▶ **AIM OF THE EXERCISE**:
Reproduce this listing in full.

▶ **DATA FOR THIS EXERCISE**:
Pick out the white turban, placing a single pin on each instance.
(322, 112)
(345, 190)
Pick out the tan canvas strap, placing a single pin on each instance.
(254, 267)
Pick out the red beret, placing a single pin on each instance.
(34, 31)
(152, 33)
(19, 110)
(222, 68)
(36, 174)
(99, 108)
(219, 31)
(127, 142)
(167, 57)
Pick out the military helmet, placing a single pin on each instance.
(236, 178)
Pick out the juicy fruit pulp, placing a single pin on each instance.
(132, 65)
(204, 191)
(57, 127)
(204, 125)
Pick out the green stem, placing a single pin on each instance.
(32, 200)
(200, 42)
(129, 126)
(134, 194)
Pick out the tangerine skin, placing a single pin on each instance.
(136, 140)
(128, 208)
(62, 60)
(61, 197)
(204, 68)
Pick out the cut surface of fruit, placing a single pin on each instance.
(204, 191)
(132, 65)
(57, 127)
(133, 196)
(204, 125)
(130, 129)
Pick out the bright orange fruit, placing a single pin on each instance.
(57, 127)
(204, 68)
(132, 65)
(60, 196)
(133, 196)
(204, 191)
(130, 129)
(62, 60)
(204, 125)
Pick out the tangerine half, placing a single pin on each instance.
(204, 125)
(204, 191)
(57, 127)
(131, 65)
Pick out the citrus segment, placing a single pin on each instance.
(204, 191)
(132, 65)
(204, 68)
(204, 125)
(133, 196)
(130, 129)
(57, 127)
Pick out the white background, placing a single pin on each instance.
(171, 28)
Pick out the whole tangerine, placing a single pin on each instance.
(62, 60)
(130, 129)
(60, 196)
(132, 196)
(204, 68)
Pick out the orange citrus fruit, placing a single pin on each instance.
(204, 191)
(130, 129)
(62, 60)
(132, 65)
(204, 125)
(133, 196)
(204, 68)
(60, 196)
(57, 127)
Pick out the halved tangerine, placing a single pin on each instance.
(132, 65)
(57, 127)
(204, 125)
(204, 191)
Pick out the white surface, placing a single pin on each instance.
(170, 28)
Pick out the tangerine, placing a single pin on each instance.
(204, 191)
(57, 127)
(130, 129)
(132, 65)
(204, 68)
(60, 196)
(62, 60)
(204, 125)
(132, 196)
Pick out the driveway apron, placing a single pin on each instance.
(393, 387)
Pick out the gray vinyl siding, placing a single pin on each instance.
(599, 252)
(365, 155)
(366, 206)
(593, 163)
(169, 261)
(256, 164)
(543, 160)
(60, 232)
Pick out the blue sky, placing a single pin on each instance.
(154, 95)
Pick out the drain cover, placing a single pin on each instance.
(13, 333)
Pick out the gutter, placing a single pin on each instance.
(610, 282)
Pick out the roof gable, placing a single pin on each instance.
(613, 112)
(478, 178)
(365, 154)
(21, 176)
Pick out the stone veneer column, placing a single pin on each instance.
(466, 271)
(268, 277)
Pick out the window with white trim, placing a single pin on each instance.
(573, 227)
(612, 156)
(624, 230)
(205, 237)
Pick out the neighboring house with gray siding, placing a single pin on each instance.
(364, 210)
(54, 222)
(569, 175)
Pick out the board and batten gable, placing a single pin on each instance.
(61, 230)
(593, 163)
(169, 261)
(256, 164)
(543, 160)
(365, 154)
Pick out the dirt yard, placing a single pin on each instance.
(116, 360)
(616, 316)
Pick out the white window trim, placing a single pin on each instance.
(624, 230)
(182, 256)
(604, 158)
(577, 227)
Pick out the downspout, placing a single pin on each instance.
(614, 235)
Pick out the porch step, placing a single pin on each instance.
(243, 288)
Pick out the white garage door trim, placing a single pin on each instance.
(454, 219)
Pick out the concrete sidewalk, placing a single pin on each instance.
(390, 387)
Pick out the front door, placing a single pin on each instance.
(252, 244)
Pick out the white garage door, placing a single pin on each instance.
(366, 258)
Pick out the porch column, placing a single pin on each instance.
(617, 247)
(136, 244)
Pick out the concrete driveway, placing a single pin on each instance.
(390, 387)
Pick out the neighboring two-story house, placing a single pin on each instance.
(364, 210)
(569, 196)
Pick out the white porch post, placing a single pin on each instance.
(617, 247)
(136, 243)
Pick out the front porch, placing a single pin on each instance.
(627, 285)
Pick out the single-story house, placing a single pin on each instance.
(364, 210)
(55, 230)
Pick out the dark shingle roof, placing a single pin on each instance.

▶ **RESULT**:
Pick out the white turban, placing a single pin on each instance.
(322, 112)
(345, 190)
Pick out the tan canvas strap, placing a single pin on each instance.
(254, 267)
Pick out the red beret, placing a single pin on each instance.
(34, 31)
(152, 33)
(19, 110)
(222, 68)
(36, 174)
(99, 108)
(219, 31)
(127, 142)
(167, 57)
Pick out the military helmet, placing a single pin on each instance.
(236, 178)
Pick out the juicy fruit pulp, placing a single pin on each instance.
(132, 65)
(204, 191)
(57, 127)
(204, 125)
Pick out the green stem, placing a single pin on each instance.
(32, 200)
(200, 42)
(129, 126)
(134, 194)
Pick out the tangerine skin, placing a single pin on each instance.
(136, 140)
(128, 208)
(62, 60)
(61, 197)
(204, 68)
Pick out the cut surface of fruit, placing a single pin on each instance.
(204, 191)
(132, 65)
(57, 127)
(133, 196)
(204, 125)
(130, 129)
Pick out the bright orange fruit, placing a single pin on each instance.
(57, 127)
(204, 68)
(132, 65)
(60, 196)
(133, 196)
(204, 191)
(130, 129)
(62, 60)
(204, 125)
Pick out the tangerine half, placing a single pin on each instance.
(204, 125)
(204, 191)
(57, 127)
(131, 65)
Pick out the citrus segment, placing a single pin on each instance.
(204, 191)
(132, 65)
(204, 68)
(204, 125)
(133, 196)
(130, 129)
(57, 127)
Pick out the white background, placing a single pin on each instance.
(171, 28)
Pick out the whole tangerine, placing a single pin on each instance.
(62, 60)
(130, 129)
(60, 196)
(132, 196)
(204, 68)
Pick out the orange citrus fruit, placing a single pin on each instance.
(204, 191)
(130, 129)
(62, 60)
(132, 65)
(204, 125)
(133, 196)
(204, 68)
(60, 196)
(57, 127)
Pick out the halved tangerine, placing a single pin on each instance.
(132, 65)
(57, 127)
(204, 125)
(204, 191)
Pick out the white surface, placing a single pin on each instance.
(170, 28)
Pick out the tangerine, placing a single pin on each instance.
(204, 191)
(57, 127)
(130, 129)
(132, 65)
(204, 68)
(60, 196)
(62, 60)
(204, 125)
(132, 196)
Pick out the driveway apron, placing a single pin on each instance.
(393, 387)
Pick out the gray vinyl siding, placing a single pin on each instance.
(599, 252)
(365, 155)
(366, 206)
(593, 163)
(169, 261)
(256, 164)
(543, 160)
(60, 232)
Pick out the blue sky, placing a single pin on each instance.
(154, 95)
Pick out the drain cover, placing a single pin on each instance.
(13, 333)
Pick out the gutter, placing a single pin on each instance.
(610, 282)
Pick out the roof gable, placing a single pin on each instance.
(613, 112)
(478, 178)
(365, 154)
(21, 176)
Pick out the stone veneer column, placing a single pin on each instance.
(466, 271)
(268, 277)
Pick out the window with white trim, placing a single pin on each instance.
(573, 227)
(612, 156)
(624, 230)
(205, 237)
Pick out the neighboring house with gray siding, placing a single pin on each instance.
(364, 210)
(54, 222)
(569, 175)
Pick out the board and batten gable, placing a single pin on each instance.
(61, 230)
(593, 163)
(169, 261)
(256, 164)
(543, 160)
(365, 154)
Pick out the dirt yard, placing a single pin on each instance.
(116, 360)
(616, 316)
Pick out the white window trim, placing a single pin on each instance.
(624, 230)
(182, 256)
(604, 158)
(577, 227)
Pick out the downspout, placing a single pin on each instance.
(614, 235)
Pick out the porch step, placing a single pin on each instance.
(243, 288)
Pick out the white garage door trim, placing a single pin on each instance.
(454, 219)
Pick out the concrete sidewalk, placing a single pin on each instance.
(390, 387)
Pick out the front door, placing a single pin on each instance.
(252, 244)
Pick out the white garage door, placing a single pin on each instance.
(366, 258)
Pick out the porch column, placing a single pin on each instance.
(617, 247)
(136, 244)
Pick out the concrete driveway, placing a single pin on each instance.
(390, 387)
Pick out the neighboring two-story house, placing a single pin on each instance.
(364, 210)
(569, 196)
Pick out the white porch post, placing a single pin on each instance.
(617, 247)
(136, 243)
Pick out the front porch, placing a single pin on each instance.
(627, 285)
Pick out the single-story house, placing a single pin on each instance.
(364, 210)
(55, 230)
Pick out the dark shingle roof, placing a single pin on each instance.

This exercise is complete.